(Page text Opens)

(L - R) British Foreign Secretary William Hague, Germany's Foreign Minister
Guido Westerwelle, Iranian Foreign Minister Mohammad Javad Zarif,
European Union foreign policy chief Catherine Ashton, Chinese Foreign Minister Wang Yi, U.S. Secretary of State John Kerry,Russia's Foreign Minister Sergei Lavrov and French Foreign Minister Laurent Fabius (Reuters)
Iran and six world powers reached a breakthrough deal early on Sunday to
curb Tehran's nuclear program in exchange for limited sanctions relief,
in what could be the first sign of an emerging rapprochement between the
Islamic state and the West.
Aimed at ending a dangerous standoff, the agreement between Iran and the United States, France, Germany, Britain, China and Russia was clinched after more than four days of tortuous negotiations in the Swiss city of Geneva.
Halting Iran's most sensitive nuclear work, it
was designed as a package of confidence-building steps to ease decades
of tensions and confrontation and banish the specter of a Middle East
war over Tehran's nuclear aspirations.
Israel denounced it as a "bad deal" and said it would not be bound by it.

(Page text Closes)
(Raw data Opens)

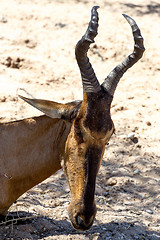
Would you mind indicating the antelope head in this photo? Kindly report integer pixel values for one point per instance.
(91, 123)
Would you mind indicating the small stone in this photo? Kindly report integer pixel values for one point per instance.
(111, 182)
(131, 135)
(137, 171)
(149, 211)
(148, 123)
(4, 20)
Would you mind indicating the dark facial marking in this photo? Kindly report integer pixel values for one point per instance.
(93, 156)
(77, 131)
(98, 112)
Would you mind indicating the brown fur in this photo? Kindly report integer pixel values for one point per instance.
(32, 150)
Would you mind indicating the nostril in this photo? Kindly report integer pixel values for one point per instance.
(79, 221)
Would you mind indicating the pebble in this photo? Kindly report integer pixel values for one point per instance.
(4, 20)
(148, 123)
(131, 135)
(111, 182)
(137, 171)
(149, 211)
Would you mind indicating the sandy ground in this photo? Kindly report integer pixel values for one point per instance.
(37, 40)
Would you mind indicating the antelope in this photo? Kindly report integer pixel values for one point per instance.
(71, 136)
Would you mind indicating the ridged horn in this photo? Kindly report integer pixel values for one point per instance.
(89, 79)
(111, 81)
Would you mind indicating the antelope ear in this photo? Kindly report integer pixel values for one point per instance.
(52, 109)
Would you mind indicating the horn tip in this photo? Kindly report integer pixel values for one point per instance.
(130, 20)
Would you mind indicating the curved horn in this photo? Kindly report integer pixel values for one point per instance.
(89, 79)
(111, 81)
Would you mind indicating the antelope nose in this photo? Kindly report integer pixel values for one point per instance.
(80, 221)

(Raw data Closes)

▶ _Brief A_
According to the article on the Iran nuclear deal, in what city were the negotiations held?
▶ _Brief B_
Reproduce the part of the article on the Iran nuclear deal starting with "Halting Iran's most" and going on through "Tehran's nuclear aspirations.".
The records are not needed for any of this.

▶ _Your solution A_
Geneva, Switzerland.

▶ _Your solution B_
Halting Iran's most sensitive nuclear work, it
was designed as a package of confidence-building steps to ease decades
of tensions and confrontation and banish the specter of a Middle East
war over Tehran's nuclear aspirations.